**** RECORDS PROVIDED

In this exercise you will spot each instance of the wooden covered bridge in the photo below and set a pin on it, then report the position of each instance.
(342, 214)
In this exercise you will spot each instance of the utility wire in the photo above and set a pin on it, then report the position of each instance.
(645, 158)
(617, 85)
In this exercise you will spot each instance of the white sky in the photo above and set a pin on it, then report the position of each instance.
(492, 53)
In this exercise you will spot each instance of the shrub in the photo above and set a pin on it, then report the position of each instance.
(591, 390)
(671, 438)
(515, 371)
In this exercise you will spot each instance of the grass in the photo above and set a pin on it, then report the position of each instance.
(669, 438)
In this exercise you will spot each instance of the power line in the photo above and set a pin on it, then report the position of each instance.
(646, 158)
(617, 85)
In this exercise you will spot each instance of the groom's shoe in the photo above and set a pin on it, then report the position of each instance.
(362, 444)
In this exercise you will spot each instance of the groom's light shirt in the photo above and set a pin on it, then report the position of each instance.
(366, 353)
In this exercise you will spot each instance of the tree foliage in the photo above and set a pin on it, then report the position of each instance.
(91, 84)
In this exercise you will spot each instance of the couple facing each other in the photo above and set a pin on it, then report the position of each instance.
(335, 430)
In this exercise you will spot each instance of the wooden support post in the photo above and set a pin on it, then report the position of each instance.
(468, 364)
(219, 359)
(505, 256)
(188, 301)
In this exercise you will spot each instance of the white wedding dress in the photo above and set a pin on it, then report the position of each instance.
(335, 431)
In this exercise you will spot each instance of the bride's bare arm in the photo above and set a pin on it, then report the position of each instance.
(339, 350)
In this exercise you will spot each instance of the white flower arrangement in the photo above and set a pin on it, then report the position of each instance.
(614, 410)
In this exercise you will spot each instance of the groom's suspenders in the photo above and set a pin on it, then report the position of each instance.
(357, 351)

********

**ASSIGNMENT:**
Please repeat the whole listing above, keeping every line exactly as it reads.

**TASK ANSWER:**
In this exercise you will spot each instance of the wooden covered bridge in the photo below and set a pin on it, then report the position of each instance.
(342, 214)
In this exercise you will spot each instance of the utility wire in the photo above and set a pin on it, then report the position of each instance.
(645, 158)
(617, 85)
In this exercise you will spot each instance of the white sky in the photo above and set a pin on it, then report the position of each instance.
(492, 53)
In this exercise you will spot each instance of the shrub in the photo above and set a pin on it, then report the position of each instance.
(591, 390)
(671, 438)
(515, 371)
In this exercise you will spot each instance of the grass in the photo above and set a pin on it, then report the position of each instance.
(669, 438)
In this exercise you will spot each instance of the power line in the photo above and set a pin on it, then report the position of each instance.
(646, 158)
(617, 85)
In this exercise you will spot each instance of the groom's shoe in the photo above and set a pin on it, then report the position of each instance.
(362, 444)
In this exercise you will spot each instance of the groom's light shirt in the photo above and set a pin on it, then report the position of each instance.
(366, 353)
In this exercise you will spot each instance of the tree foliage in the photo above and set a pin on it, then report the position of each instance.
(91, 84)
In this exercise you will spot each instance of the couple facing each other in the photo above and set a pin on it, then report the position of each instance.
(335, 430)
In this exercise you will spot each instance of the wooden support post in the photo above and set a pin on it, then report the position of each instance.
(468, 364)
(219, 359)
(505, 256)
(188, 301)
In this exercise you will spot each instance of the white wedding dress in the photo above and set a pin on it, then report the position of each instance.
(335, 431)
In this exercise you will spot each instance of the bride's bare arm in the photo above and set a pin on it, then report the position of each instance.
(339, 350)
In this exercise you will spot each instance of the white flower arrangement in the photo above and set a pin on it, then report the position of each instance.
(614, 410)
In this exercise you will spot each instance of the groom's suspenders in the photo above and set a pin on it, then report the position of each instance.
(357, 351)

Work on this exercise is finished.